## PROVIDED INFORMATION
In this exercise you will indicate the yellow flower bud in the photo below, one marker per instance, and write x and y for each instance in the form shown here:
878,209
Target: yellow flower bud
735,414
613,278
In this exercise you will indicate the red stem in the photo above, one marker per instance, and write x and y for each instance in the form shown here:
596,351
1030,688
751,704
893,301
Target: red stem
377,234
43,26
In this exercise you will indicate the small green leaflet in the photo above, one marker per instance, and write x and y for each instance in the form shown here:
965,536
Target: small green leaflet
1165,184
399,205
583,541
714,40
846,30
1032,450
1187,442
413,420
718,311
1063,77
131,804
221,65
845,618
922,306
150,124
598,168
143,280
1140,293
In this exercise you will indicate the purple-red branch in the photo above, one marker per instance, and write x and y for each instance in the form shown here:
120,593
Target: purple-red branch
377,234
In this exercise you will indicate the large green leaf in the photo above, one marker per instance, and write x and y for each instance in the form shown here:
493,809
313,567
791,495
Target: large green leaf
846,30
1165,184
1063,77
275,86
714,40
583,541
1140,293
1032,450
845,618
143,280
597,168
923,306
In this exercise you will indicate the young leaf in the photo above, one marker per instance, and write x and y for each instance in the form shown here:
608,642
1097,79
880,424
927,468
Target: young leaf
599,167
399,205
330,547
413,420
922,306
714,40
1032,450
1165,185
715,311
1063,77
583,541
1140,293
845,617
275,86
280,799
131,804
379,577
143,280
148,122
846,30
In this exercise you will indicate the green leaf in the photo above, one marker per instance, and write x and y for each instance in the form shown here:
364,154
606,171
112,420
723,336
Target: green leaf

## WHAT TO WORK ON
Going over every line of the entries, tally those containing the string "will" and report only the figure.

## YOUR SOLUTION
7